- Text block -
-------------------------

[BioC] Distance btw sequences from different sets

Tue Mar 19 04:33:47 CET 2013

Thanks, Kasper, installing it now. b

2013/3/19 Kasper Daniel Hansen <kasperdanielhansen at gmail.com>:
> There is also a recent stringdist package on CRAN.  I have not used it though.
>
> Kasper
>
> On Mon, Mar 18, 2013 at 11:09 PM, Hervé Pagès <hpages at fhcrc.org> wrote:
>> Hi Benilton,
>>
>>
>> On 03/18/2013 05:20 PM, Benilton Carvalho wrote:
>>>
>>> Hi,
>>>
>>> I was wondering what would be the most efficient strategy to get distances
>>> between sequences that belong to two different sets. So far, what I am
>>> doing is:
>>>
>>> library(Biostrings)
>>> set.seed(1)
>>> alph = DNA_ALPHABET[1:4]
>>> set1 = matrix(sample(alph, 30, rep=TRUE), nr=6)
>>> set1 = apply(set1, 1, paste, collapse='')
>>> set2 = matrix(sample(alph, 20, rep=TRUE), nr=4)
>>> set2 = apply(set2, 1, paste, collapse='')
>>> outer(set1, set2, function(x, y) apply(cbind(x, y), 1, stringDist))

-------------------------

- Data extract -
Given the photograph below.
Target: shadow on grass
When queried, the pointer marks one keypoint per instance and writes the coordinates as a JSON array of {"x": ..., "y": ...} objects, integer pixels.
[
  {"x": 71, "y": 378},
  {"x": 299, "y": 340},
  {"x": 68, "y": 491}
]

-------------------------

- What to produce -
Resume the mailing-list thread on measuring distances between sequences from two different sets, starting right after its last line.

- Reply -
>>
>>
>> Note that by default, stringDist() computes the Levenshtein distance
>> aka "the edit distance" between strings. This is controlled via the
>> 'method' argument. With the toy data you generate above, where all
>> the strings have the same length, it often makes sense to use the
>> Hamming distance instead i.e. to count the nb of mismatches between
>> strings. This is of course up to the user.
>>
>> However it's important to keep in mind that computing the Hamming
>> distance is much faster than computing the Levenshtein distance.
>> No surprise: the algo for computing the former is trivial, but the
>> algo for computing the latter uses a complicated and expensive
>> dynamic programming approach.
>>
>> That being said, and back to your question, if you don't mind
>> calculating a little bit more distances than necessary (and thus
>> also using more memory than necessary), you can call stringDist()
>> on the big set formed by putting the 2 different sets together,
>> and then extract only the part of the big matrix that corresponds
>> to the outer product of the 2 original sets:
>>
>>   outerStringDists1 <- function(x, y, method="levenshtein")
>>   {
>>     d <- stringDist(c(x, y), method=method)
>>     m <- as.matrix(d)[length(x) + seq_along(y), seq_along(x)]
>>     if (storage.mode(m) != storage.mode(d))
>>         storage.mode(m) <- storage.mode(d)
>>     dimnames(m) <- NULL
>>     t(m)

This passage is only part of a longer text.